## Exercises:
1 > Answer these questions from the text on rural population outflow:
(a) What is the full title of the session listed at the top?
(b) Which country does the text say is encountering the same dilemma?
(c) What concept is raised to describe an individual's affiliation to a particular locale?
2 > Continue the text on rural outflow and place belonging from where it stops.
──────── Source document
Session Information
99 ERC SES 04 G, Communities, Families and Schooling in Educational Research
Paper Session
Contribution
The outflow of the rural population has become a prevalent phenomenon on a global scale under the influence of urbanization. Rural hollowing out, thereby leading to brain drain and rural decline, is placing small villages in a severe predicament regarding their existence and development (Drozdzewski, 2008; Lall et al., 2006). Currently, China is encountering the same dilemma: the perennial urban priority has become the culprit of hallowing out, acutely pumping the rural labor force empty (Murphy, 2002; Su et al., 2018). To elucidate why rural residents are inclined to pursue urban life rather than stay and serve their homelands, some researchers ponder how subjective elements affect human decision-making processes for migration. They pay attention to individual perceptions and attitudes toward the environment in which they reside (Pretty et al., 2006; Simões et al., 2020). Hence, the concept of place belonging is raised to describe the individual’s affiliation to a particular locale (Hay, 1998; Pretty et al., 2003).
────────────────
──────── Material supplied
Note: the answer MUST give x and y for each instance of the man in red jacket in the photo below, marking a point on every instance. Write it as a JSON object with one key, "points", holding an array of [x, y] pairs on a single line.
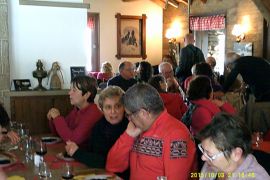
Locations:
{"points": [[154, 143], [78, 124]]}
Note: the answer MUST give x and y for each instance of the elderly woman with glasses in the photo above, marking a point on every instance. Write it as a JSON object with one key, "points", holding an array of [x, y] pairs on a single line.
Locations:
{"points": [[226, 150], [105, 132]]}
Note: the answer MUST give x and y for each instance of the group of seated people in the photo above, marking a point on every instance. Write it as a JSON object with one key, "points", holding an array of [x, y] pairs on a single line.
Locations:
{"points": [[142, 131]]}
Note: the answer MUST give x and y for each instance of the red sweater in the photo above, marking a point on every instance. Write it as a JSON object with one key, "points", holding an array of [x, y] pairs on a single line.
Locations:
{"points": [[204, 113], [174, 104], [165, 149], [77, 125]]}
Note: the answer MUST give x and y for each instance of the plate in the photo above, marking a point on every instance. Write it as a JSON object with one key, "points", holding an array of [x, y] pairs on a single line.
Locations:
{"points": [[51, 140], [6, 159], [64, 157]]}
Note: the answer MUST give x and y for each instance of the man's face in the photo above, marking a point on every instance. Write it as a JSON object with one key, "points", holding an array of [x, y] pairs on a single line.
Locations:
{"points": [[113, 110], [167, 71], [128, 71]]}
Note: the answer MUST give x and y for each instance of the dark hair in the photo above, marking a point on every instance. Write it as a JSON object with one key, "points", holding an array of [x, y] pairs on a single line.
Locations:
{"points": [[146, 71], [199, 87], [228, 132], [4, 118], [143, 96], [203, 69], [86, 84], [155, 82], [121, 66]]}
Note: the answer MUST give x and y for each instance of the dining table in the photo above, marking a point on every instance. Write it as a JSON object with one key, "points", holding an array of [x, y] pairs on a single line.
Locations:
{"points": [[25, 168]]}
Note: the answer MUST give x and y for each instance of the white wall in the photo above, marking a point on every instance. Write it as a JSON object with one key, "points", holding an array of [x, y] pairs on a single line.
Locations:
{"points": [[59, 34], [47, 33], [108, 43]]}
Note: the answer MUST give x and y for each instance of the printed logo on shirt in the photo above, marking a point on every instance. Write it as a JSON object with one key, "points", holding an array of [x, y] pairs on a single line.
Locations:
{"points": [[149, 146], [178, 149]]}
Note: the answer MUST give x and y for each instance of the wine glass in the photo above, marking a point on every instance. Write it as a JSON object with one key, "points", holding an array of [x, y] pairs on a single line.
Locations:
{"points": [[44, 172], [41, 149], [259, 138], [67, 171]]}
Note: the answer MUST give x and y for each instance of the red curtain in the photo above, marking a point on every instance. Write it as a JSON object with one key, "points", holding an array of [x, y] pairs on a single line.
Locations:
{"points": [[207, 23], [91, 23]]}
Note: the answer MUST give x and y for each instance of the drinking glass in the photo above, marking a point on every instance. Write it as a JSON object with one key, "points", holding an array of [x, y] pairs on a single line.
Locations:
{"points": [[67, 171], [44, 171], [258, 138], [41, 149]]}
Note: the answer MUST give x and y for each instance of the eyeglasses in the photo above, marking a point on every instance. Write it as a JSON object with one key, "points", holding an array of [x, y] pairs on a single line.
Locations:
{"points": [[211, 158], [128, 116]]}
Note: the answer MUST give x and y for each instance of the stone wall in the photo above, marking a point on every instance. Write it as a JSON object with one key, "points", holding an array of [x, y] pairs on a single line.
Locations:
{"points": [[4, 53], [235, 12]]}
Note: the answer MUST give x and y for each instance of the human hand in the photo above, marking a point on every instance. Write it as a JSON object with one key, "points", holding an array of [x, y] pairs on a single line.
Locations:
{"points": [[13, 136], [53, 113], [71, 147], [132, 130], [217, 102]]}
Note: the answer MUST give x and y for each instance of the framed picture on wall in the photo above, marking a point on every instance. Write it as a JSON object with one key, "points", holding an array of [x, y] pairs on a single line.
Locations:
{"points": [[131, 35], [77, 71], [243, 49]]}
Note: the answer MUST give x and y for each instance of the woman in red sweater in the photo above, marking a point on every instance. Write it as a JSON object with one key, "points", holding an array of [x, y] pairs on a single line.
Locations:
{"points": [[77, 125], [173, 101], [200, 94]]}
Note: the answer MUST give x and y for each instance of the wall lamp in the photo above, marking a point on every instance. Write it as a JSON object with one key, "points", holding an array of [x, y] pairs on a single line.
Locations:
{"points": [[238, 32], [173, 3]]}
────────────────
## Solved problems:
1 >
(a) 99 ERC SES 04 G, Communities, Families and Schooling in Educational Research
(b) China
(c) Place belonging

2 >
The psychological concept consists of two key elements: membership and connection (McMillan & Chavis, 1986). First, the membership indicates a position in a locale where all in-group members can co-share the belonging consciousness. This membership represents a place-based identity, enabling one to discern in-group members and differentiate from out-group others by recognizing unique indigenous features (Hernández et al., 2007). Second, common connections with the location consolidate a sense of belonging. These connections incorporate similar life experiences, values, and cultures shared by community members. By producing personal and social memories, daily connections consistently endow a particular place with specific meanings (Eacott & Sonn, 2006). Place belonging develops across one’s lifecycle rather than remain unchanged. With the constant accumulation of shared experiences, residents are apt to strengthen their connection with the place and others within it. The process helps natives cement their group membership and shape a firm sense of belonging.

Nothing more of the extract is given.